Give only the number of lines in the rows below that contain the string "leaf". Case counts.

Rows from a pointing dataset
* * * * *

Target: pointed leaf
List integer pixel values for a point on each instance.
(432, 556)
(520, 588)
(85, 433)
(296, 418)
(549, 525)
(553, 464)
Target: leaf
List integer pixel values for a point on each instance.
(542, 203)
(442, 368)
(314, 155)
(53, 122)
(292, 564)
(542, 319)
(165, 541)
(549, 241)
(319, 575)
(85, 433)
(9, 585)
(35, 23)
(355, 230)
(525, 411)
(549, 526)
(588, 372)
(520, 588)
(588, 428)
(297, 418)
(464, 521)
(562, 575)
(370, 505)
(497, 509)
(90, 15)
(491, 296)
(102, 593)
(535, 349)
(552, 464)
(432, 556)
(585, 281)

* * * * *

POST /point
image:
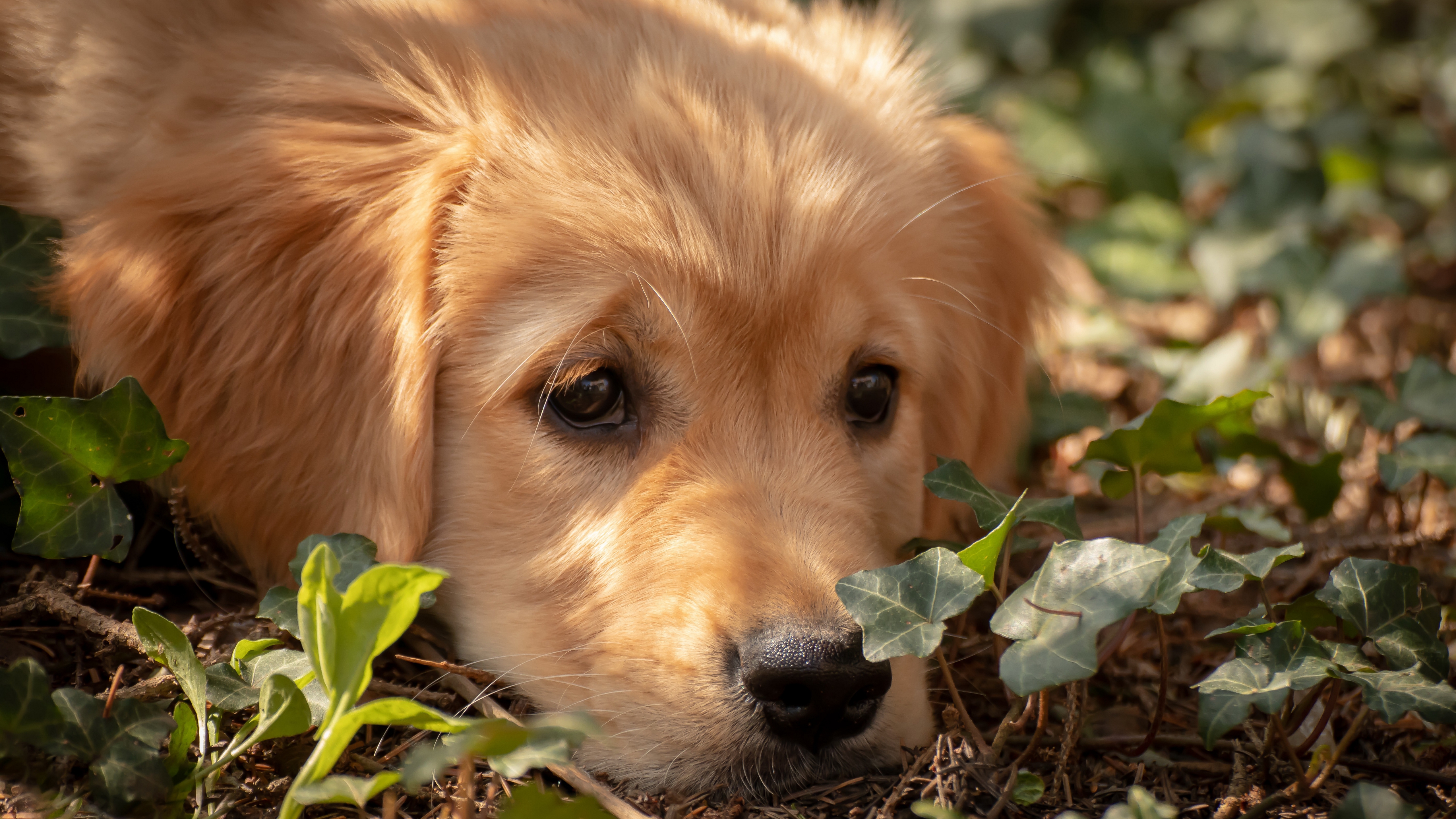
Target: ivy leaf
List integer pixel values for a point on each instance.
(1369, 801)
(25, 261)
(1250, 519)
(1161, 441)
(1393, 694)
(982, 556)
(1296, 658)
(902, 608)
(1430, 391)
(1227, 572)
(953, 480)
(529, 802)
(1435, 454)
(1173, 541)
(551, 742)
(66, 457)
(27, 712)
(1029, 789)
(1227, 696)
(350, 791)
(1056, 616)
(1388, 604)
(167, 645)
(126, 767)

* * * * *

Solved problem ▸ 3